PAGINA
::::::::

Vi ripropongo la stessa domanda che vi facemmo qualche giorno fa sui social: sapevate che il Mar Mediterraneo per un periodo è stato anche un deserto? Beh, è arrivato il momento di scoprirlo!

Più di 5 milioni di anni fa è avvenuta quella che gli scienziati definiscono crisi del Messiniano. Durante questa crisi, il cosiddetto Mare Nostrum si è prosciugato quasi del tutto: rimasero solo alcune pozze di acqua. Per molto tempo si è creduto che questo fosse dovuto solamente ai movimenti della placca africana che spingeva verso quella euroasiatica. Infatti, secondo questa visione, il movimento di tale placca avrebbe portato alla formazione di una barriera rocciosa tra l’Oceano Atlantico e il Mar Mediterraneo, in corrispondenza dello Stretto di Gibilterra. Ora, essendo l’Atlantico la principale fonte di acqua del Mediterraneo ed essendo un bacino ad alta evaporazione, vien da sé che questo mare, a poco a poco, cominciò a ritirarsi.

Uno studio più recente, in realtà, mostra che anche l’aumento delle calotte polari, quindi l’aumento delle zone di ghiaccio, abbia influito in questo fenomeno. Secondo la teoria, la formazione di ghiaccio avrebbe portato ad un abbassamento del livello del mare, causando una perdita di collegamento tra Atlantico e Mediterraneo.

Insomma, lo scenario è molto complesso, ma quello che è sicuro è che il Mediterraneo si prosciugò e rimase in questo stato per circa 270.000 anni, finché un’inondazione da parte dell’Atlantico portò il Mediterraneo a ricostituirsi.

::::::::

COMPITO DA SVOLGERE
Trascrivi per intero, per favore, il testo qui sopra sul prosciugamento del Mediterraneo, senza cambiare nulla.

DATI FORNITI
::::::::

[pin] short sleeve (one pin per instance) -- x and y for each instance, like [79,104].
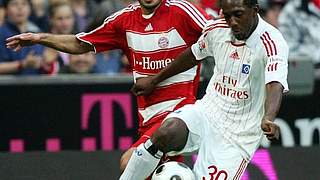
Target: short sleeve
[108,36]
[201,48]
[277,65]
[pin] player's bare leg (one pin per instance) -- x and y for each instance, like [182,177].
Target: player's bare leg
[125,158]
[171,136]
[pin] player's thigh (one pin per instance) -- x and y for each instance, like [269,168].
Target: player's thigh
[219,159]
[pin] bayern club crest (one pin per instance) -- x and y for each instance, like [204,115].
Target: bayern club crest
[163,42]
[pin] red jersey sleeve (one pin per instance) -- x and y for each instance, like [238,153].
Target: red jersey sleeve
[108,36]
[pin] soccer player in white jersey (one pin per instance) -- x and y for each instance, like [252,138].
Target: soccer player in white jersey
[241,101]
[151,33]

::::::::

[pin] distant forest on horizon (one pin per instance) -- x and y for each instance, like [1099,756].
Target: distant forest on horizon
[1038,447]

::::::::

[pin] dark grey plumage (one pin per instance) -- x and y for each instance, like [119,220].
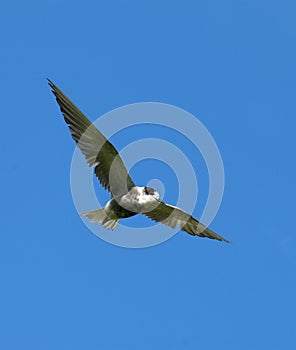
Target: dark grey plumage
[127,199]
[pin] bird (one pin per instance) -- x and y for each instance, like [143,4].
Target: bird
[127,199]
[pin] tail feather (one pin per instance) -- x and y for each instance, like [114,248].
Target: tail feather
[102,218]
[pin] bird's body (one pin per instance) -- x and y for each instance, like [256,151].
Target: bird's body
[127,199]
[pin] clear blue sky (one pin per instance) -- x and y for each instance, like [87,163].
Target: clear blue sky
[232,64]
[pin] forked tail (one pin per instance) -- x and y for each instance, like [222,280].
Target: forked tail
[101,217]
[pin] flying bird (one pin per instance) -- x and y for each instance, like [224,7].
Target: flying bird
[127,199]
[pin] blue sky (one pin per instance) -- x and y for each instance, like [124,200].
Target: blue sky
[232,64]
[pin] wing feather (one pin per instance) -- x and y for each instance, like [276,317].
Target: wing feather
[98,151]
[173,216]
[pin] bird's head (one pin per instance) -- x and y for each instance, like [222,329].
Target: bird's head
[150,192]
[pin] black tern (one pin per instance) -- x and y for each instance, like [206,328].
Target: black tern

::::::::

RISPOSTA COMPLETA
Vi ripropongo la stessa domanda che vi facemmo qualche giorno fa sui social: sapevate che il Mar Mediterraneo per un periodo è stato anche un deserto? Beh, è arrivato il momento di scoprirlo!

Più di 5 milioni di anni fa è avvenuta quella che gli scienziati definiscono crisi del Messiniano. Durante questa crisi, il cosiddetto Mare Nostrum si è prosciugato quasi del tutto: rimasero solo alcune pozze di acqua. Per molto tempo si è creduto che questo fosse dovuto solamente ai movimenti della placca africana che spingeva verso quella euroasiatica. Infatti, secondo questa visione, il movimento di tale placca avrebbe portato alla formazione di una barriera rocciosa tra l’Oceano Atlantico e il Mar Mediterraneo, in corrispondenza dello Stretto di Gibilterra. Ora, essendo l’Atlantico la principale fonte di acqua del Mediterraneo ed essendo un bacino ad alta evaporazione, vien da sé che questo mare, a poco a poco, cominciò a ritirarsi.

Uno studio più recente, in realtà, mostra che anche l’aumento delle calotte polari, quindi l’aumento delle zone di ghiaccio, abbia influito in questo fenomeno. Secondo la teoria, la formazione di ghiaccio avrebbe portato ad un abbassamento del livello del mare, causando una perdita di collegamento tra Atlantico e Mediterraneo.

Insomma, lo scenario è molto complesso, ma quello che è sicuro è che il Mediterraneo si prosciugò e rimase in questo stato per circa 270.000 anni, finché un’inondazione da parte dell’Atlantico portò il Mediterraneo a ricostituirsi.